* begin *

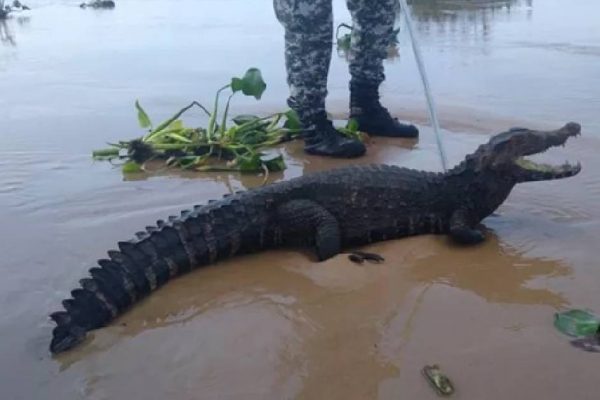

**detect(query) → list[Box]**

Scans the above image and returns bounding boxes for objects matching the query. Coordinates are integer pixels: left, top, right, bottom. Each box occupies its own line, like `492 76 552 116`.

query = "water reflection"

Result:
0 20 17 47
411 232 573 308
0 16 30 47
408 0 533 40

* end *
* begin *

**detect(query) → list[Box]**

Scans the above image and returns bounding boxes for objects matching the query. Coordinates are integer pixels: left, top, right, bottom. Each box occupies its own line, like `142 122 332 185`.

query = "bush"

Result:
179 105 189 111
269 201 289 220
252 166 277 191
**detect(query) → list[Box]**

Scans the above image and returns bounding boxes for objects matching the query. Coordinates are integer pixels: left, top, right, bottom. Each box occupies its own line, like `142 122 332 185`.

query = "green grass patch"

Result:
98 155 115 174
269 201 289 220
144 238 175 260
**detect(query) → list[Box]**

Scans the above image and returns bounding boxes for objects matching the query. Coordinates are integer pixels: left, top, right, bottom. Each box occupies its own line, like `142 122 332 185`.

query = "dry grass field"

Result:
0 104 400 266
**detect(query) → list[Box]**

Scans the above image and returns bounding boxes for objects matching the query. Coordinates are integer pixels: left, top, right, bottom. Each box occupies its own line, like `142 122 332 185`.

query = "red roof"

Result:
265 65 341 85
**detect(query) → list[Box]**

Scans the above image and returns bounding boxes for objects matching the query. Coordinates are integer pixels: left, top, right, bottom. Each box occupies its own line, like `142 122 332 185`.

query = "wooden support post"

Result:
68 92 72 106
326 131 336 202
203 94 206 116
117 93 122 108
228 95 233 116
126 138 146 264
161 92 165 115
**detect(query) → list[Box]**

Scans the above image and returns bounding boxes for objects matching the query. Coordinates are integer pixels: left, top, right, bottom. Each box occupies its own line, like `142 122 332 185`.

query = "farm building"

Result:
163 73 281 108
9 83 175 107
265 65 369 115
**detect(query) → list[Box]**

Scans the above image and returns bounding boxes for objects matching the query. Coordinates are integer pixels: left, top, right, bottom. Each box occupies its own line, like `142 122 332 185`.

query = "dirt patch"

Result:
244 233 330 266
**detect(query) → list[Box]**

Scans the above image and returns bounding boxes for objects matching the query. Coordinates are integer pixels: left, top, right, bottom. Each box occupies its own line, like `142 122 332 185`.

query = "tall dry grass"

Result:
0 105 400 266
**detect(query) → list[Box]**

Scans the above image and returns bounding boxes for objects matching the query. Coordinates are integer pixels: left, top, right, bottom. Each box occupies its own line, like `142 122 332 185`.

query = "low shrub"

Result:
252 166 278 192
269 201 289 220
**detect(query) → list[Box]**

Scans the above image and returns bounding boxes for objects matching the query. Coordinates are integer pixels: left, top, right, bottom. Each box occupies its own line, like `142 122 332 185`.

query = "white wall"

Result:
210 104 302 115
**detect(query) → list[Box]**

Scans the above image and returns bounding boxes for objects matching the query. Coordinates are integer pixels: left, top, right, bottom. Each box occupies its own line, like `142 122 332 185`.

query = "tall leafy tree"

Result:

* end *

Problem description = Gather every line above that contains the word "tall" and copy each one out in full.

Solution for this task =
query = "tall dry grass"
query = "tall leafy tree"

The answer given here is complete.